Each line of the data needs to be transcribed exactly.

╭─ Data under study

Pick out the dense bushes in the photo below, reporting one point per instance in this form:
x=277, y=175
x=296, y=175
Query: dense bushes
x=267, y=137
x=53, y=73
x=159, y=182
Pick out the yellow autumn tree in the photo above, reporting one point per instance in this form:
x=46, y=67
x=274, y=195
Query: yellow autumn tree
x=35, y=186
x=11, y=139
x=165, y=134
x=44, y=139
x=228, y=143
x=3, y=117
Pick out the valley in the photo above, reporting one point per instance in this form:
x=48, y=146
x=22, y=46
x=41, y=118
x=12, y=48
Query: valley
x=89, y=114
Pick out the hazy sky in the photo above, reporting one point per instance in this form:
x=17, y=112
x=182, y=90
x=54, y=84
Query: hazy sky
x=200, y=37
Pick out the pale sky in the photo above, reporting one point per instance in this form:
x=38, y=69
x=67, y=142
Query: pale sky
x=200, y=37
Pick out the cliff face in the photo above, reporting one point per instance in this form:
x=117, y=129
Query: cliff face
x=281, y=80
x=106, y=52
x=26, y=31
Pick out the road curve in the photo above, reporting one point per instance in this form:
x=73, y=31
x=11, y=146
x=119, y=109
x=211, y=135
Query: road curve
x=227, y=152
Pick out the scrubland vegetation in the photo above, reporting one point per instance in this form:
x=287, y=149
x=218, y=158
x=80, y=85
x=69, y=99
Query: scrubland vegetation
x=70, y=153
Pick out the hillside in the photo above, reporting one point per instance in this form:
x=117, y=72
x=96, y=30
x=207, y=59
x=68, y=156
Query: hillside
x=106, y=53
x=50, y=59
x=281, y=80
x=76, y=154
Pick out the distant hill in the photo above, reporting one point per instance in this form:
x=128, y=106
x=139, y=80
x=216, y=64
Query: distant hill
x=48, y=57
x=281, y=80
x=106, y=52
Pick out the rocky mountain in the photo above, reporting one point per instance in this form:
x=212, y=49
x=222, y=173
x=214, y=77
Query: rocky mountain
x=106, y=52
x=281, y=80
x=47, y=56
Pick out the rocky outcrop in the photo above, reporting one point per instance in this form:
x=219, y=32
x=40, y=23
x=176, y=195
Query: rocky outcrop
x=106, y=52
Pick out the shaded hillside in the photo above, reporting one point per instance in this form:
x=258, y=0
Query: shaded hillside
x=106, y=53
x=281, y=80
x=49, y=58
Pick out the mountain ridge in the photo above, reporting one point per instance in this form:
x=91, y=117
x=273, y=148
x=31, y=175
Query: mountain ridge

╰─

Exercise result -
Pick out the dense bushes in the photo below, reporting one point per instance in this form:
x=277, y=175
x=296, y=175
Query: dense bushes
x=267, y=137
x=53, y=73
x=159, y=182
Pick out the yellow autumn tree in the photo above, reporting one point per instance in this form:
x=46, y=67
x=274, y=195
Query: yellow autumn tree
x=35, y=186
x=11, y=139
x=165, y=134
x=44, y=139
x=228, y=143
x=3, y=117
Pick out the valley in the photo above, reporting one point per instance in this form:
x=48, y=146
x=22, y=46
x=41, y=118
x=12, y=48
Query: valley
x=89, y=114
Pick out the hazy sky in the photo above, reporting one point per instance in this form:
x=17, y=112
x=182, y=90
x=54, y=84
Query: hazy sky
x=200, y=37
Pick out the pale sky in the photo above, reporting one point per instance in this form:
x=38, y=69
x=67, y=142
Query: pale sky
x=200, y=37
Pick out the cliff face in the photo above, reporting one point per instance in this form:
x=117, y=129
Query: cliff face
x=281, y=80
x=106, y=52
x=26, y=31
Pick out the road curve in the photo above, reporting one point per instance in this form:
x=73, y=31
x=11, y=146
x=119, y=109
x=211, y=135
Query: road curve
x=227, y=152
Pick out the scrubland vegetation in the photo above, reporting one point per instance in this form:
x=287, y=149
x=218, y=158
x=80, y=85
x=69, y=99
Query: scrubland vegetation
x=70, y=153
Pick out the hillside in the photo above, reporting one point per instance in this form:
x=117, y=72
x=96, y=30
x=207, y=59
x=68, y=156
Query: hillside
x=106, y=53
x=50, y=59
x=281, y=80
x=76, y=154
Pick out the distant hill in the photo above, reporting one point per instance in this form:
x=128, y=106
x=139, y=80
x=216, y=64
Query: distant hill
x=48, y=57
x=281, y=80
x=106, y=52
Pick out the rocky mountain in the photo above, reporting one point per instance in this form:
x=212, y=49
x=222, y=173
x=214, y=77
Query: rocky mountain
x=106, y=52
x=281, y=80
x=47, y=56
Pick out the rocky outcrop in the photo above, reporting one point per instance in this form:
x=219, y=32
x=40, y=23
x=176, y=195
Query: rocky outcrop
x=106, y=52
Pick out the shaded hillside in the photo above, reporting one point per instance in this form:
x=258, y=0
Query: shaded hillside
x=106, y=53
x=281, y=80
x=49, y=58
Pick out the mountain ridge in the photo above, reporting one point per instance in this form:
x=91, y=117
x=273, y=148
x=31, y=175
Query: mountain ridge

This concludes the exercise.